● **Prompt**
Please pick out each line in the material below that contains the word "stage", and copy those lines.

[Image bounding box annotation records]
┄┄┄┄┄┄┄┄┄┄

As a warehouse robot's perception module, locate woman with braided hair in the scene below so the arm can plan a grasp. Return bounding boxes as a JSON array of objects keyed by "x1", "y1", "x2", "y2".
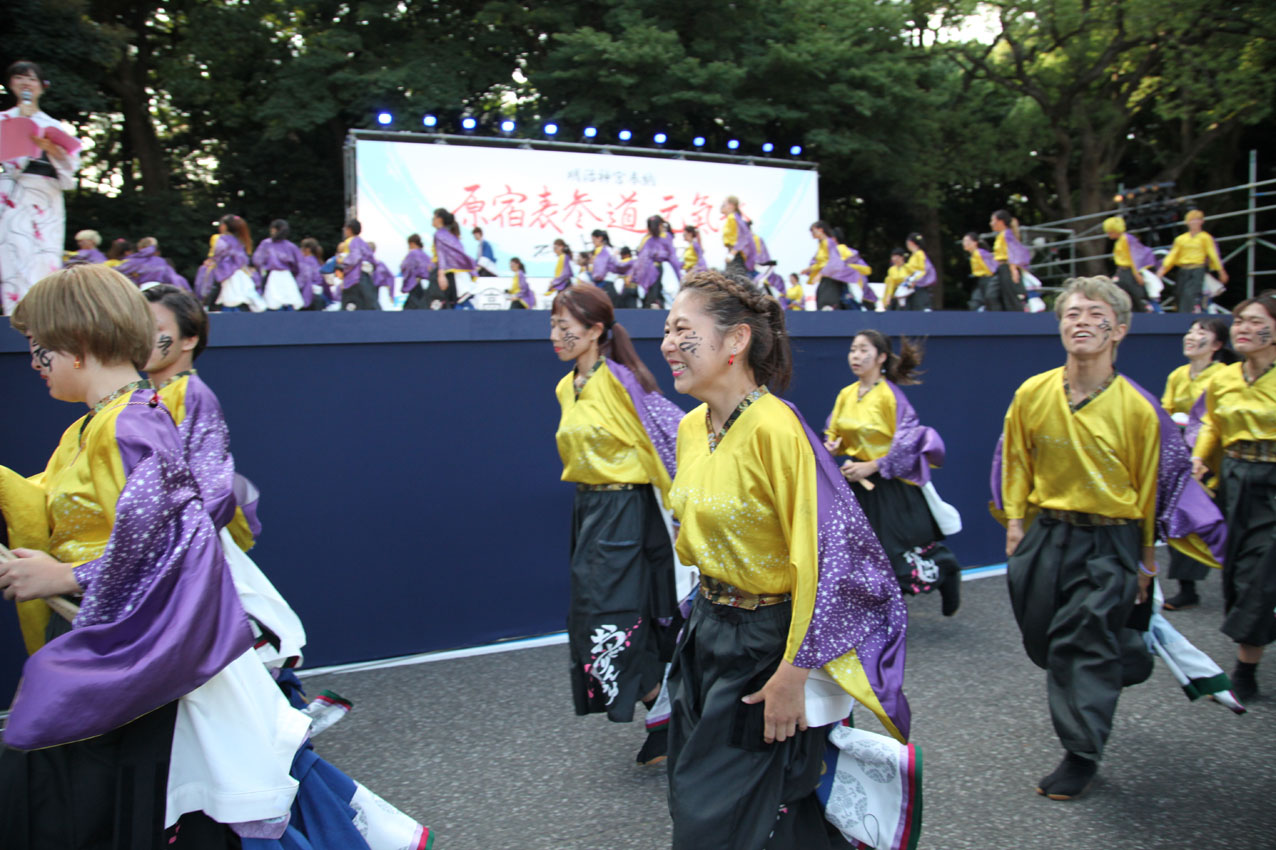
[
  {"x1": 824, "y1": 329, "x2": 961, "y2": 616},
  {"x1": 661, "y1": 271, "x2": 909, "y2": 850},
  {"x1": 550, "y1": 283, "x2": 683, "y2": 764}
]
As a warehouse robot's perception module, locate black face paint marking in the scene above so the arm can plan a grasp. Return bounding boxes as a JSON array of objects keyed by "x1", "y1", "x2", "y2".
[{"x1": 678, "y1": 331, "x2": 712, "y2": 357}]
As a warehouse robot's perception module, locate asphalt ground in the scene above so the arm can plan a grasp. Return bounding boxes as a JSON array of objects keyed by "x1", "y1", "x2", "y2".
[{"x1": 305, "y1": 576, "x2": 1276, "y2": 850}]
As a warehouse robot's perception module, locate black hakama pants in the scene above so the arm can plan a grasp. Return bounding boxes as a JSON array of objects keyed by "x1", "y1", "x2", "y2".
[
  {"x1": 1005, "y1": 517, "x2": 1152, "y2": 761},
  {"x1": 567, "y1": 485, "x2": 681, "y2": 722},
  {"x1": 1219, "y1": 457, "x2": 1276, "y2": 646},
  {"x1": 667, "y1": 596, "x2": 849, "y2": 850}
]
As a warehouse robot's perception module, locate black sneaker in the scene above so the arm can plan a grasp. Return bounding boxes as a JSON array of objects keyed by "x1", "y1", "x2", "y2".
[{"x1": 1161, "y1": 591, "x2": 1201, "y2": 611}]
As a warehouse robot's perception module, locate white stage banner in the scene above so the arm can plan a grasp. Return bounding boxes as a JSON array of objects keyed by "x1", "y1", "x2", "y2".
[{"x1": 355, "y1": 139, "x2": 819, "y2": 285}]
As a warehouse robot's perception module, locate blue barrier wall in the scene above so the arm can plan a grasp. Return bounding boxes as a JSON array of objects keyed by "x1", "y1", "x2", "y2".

┄┄┄┄┄┄┄┄┄┄

● **Task result**
As a warehouse robot's perception module, locate white stage banner in the scene above so the arm can plan a grasp. Return bounding boxes as a JSON array of objects keyed by "x1", "y1", "x2", "y2".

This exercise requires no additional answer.